Reproduce the lines from the one containing "For the trial run, indicate each instance of the fog" through the one containing "x=137 y=815", inclusive, substituting "wing mirror" for every occurrence of "side mirror" and leaving all other text unchanged. Output only those lines.

-- begin Entries supplied --

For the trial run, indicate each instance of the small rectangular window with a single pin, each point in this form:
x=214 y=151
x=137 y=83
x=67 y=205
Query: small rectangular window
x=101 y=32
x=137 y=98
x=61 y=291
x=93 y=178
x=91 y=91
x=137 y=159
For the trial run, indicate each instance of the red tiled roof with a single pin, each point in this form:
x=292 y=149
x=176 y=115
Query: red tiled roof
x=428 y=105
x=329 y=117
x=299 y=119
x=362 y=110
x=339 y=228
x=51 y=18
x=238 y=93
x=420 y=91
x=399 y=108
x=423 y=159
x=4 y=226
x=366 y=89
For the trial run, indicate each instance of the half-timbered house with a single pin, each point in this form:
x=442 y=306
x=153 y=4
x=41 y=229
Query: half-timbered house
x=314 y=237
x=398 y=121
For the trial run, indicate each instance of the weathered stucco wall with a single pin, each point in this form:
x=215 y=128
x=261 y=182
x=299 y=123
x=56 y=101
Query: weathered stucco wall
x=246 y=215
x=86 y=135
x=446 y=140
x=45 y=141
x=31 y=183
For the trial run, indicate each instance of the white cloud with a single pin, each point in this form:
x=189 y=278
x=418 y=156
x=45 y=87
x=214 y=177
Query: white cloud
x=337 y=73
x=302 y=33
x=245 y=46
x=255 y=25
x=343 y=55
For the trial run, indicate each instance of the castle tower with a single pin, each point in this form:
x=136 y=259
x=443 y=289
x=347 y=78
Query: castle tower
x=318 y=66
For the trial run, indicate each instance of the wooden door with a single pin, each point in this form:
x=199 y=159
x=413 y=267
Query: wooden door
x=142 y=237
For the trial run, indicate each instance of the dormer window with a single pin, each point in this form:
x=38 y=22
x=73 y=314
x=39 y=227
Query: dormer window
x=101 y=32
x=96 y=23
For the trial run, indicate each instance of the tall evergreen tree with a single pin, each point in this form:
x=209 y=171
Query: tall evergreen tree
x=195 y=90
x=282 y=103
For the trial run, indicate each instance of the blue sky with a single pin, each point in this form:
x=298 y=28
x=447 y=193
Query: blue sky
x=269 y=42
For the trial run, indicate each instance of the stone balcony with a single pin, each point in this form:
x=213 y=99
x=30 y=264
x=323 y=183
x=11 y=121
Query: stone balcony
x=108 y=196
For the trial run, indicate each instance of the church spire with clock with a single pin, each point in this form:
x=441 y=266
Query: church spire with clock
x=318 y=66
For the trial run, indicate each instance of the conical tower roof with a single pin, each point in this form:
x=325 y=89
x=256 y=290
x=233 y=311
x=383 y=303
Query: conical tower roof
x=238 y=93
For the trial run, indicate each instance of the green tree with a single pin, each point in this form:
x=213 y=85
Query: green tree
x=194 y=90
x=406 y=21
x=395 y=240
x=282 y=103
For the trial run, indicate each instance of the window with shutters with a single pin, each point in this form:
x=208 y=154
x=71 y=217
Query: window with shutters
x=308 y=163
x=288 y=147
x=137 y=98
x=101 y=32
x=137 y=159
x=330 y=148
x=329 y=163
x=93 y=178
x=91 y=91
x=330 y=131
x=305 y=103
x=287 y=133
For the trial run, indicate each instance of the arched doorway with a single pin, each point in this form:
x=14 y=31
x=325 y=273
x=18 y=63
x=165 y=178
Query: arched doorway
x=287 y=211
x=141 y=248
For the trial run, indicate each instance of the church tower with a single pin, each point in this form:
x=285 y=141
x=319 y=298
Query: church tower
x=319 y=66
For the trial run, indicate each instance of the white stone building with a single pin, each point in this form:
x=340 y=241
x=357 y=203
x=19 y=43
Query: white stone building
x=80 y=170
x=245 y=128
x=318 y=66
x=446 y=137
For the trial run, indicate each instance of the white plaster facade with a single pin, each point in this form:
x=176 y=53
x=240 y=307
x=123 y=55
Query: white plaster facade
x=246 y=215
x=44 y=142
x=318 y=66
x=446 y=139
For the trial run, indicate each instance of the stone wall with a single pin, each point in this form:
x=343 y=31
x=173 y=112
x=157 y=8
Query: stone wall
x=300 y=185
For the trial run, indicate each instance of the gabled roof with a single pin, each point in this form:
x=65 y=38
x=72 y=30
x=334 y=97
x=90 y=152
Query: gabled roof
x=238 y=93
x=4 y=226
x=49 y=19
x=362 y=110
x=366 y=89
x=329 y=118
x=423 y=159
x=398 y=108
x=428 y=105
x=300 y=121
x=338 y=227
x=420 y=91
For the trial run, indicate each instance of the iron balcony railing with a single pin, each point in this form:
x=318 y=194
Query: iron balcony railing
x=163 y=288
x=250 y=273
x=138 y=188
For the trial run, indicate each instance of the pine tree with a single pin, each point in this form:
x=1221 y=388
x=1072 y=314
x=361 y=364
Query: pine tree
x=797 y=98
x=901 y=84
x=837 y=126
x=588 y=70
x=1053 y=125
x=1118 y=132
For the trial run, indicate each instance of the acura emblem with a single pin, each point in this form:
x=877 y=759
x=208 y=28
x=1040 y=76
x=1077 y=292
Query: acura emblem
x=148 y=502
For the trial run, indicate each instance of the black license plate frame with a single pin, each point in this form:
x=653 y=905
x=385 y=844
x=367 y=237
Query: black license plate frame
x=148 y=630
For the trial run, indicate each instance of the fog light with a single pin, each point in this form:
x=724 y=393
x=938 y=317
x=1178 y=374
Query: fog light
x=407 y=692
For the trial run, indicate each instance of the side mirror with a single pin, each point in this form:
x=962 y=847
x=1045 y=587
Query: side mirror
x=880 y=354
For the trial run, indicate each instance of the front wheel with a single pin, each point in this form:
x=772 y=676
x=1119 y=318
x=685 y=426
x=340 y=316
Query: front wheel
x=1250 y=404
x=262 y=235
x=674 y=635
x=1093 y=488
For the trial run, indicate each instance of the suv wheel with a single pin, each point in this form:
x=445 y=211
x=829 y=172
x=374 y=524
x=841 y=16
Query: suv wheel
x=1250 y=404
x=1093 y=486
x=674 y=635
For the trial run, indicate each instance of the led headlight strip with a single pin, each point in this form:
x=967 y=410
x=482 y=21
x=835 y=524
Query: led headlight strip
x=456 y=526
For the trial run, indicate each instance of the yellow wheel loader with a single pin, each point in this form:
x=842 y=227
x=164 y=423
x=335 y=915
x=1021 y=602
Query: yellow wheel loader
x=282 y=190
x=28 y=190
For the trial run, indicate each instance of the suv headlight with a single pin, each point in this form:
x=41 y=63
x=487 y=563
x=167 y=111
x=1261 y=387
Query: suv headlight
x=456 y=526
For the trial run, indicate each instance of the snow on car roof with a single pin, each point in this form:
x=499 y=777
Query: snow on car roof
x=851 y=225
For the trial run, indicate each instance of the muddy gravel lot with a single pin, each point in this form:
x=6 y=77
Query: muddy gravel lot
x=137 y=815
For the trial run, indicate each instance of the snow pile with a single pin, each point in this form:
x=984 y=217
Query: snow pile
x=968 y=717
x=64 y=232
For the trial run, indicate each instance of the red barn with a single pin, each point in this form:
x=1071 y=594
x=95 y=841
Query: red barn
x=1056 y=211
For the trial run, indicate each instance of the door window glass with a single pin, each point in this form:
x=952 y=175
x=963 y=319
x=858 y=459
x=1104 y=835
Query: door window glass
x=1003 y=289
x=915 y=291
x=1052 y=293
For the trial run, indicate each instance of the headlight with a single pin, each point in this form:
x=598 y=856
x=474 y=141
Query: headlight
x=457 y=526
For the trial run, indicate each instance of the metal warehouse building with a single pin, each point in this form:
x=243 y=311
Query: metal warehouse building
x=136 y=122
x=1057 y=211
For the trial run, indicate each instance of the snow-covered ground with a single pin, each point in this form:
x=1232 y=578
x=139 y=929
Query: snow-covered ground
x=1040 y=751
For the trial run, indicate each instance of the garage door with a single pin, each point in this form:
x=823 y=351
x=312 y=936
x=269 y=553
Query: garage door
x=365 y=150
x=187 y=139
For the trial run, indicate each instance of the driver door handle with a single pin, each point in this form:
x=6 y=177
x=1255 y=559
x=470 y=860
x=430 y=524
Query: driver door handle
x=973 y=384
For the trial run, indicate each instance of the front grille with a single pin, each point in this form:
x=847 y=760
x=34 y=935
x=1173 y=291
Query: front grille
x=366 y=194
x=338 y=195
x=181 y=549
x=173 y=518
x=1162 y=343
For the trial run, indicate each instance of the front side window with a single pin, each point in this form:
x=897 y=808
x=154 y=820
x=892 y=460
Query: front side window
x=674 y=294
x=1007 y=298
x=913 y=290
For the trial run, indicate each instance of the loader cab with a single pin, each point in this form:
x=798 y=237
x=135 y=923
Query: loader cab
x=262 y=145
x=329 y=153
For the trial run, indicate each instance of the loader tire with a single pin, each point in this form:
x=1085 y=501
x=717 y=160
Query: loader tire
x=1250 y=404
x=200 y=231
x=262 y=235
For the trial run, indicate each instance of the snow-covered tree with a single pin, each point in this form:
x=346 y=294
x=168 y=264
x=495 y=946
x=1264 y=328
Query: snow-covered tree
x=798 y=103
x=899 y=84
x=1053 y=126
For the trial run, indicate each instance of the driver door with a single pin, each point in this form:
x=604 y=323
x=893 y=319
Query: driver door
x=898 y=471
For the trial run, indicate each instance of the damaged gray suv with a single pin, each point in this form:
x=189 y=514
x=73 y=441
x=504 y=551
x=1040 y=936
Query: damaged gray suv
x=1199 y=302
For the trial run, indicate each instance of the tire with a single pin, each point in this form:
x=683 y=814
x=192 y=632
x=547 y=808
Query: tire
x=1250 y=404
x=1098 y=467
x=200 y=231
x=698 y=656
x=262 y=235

-- end Entries supplied --

Exercise answer
For the trial run, indicate each instance of the fog light with a single pin, each point in this form:
x=724 y=393
x=938 y=317
x=1178 y=374
Query: fog light
x=407 y=692
For the trial run, indicate each instance of the wing mirror with a single pin, each point in this form:
x=962 y=847
x=1045 y=587
Query: wing mirror
x=880 y=354
For the trial run, indicate each instance of the front wheel with a single pin, each point in this form:
x=772 y=676
x=1119 y=318
x=685 y=426
x=340 y=316
Query: front wheel
x=1250 y=404
x=262 y=235
x=674 y=635
x=1093 y=488
For the trial run, indicate each instance of the suv wheel with a single pin, each point in this form:
x=445 y=211
x=829 y=172
x=374 y=524
x=841 y=16
Query: suv wheel
x=1250 y=404
x=1093 y=486
x=674 y=635
For the trial run, indicate each instance of the led headlight strip with a single pin, each point in this form:
x=967 y=410
x=482 y=21
x=835 y=524
Query: led headlight strip
x=456 y=526
For the trial run, indicate each instance of the yellow wheel loader with a single pin, each point in this form:
x=842 y=227
x=164 y=423
x=335 y=915
x=1021 y=602
Query: yellow wheel loader
x=282 y=190
x=28 y=190
For the trial run, indicate each instance of the suv headlight with a single pin, each point in this form:
x=41 y=63
x=487 y=563
x=167 y=111
x=1261 y=387
Query: suv headlight
x=456 y=526
For the trial run, indicate each instance of the snow on car roof with a single pin, each point in this form:
x=499 y=777
Query: snow on car roof
x=851 y=225
For the trial run, indicate each instance of the muddy gravel lot with a single pin, each point in this form:
x=6 y=77
Query: muddy gravel lot
x=137 y=815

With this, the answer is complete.